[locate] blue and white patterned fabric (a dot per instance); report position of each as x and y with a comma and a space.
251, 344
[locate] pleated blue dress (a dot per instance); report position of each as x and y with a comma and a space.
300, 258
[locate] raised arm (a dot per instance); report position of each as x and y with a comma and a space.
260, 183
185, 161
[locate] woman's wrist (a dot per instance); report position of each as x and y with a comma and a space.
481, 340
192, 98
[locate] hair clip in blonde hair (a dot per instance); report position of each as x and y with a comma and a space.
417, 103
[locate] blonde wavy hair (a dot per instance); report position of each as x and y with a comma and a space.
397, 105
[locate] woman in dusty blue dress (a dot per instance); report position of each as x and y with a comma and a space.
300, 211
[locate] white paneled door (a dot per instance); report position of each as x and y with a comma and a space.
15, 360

###

Write the entries out again verbatim, every one of them.

[locate] blue and white patterned fabric (a dot per instance); report position of each as x and y with a comma and a space.
251, 344
[locate] pleated blue dress (a dot per instance); report position of each as x and y with a comma and a space.
300, 258
[locate] raised arm (a dot per instance); report position of each as x and y with a comma and a space.
260, 183
185, 161
[locate] woman's wrist (a dot per instance); report position of each as x and y with a comma and a space.
481, 340
192, 98
[locate] hair clip in blonde hair (a dot per instance); report position of each as x and y with a comma and a space.
417, 103
[locate] blonde wavy hair (a dot per instance); report position of each as x and y with a comma and a space.
397, 105
[locate] woman in dusty blue dress (a dot per instance); report position of each as x and y with a comma and a space.
300, 211
[locate] white paneled door (a dot per instance); report position of each as x and y with a comma and a space.
15, 360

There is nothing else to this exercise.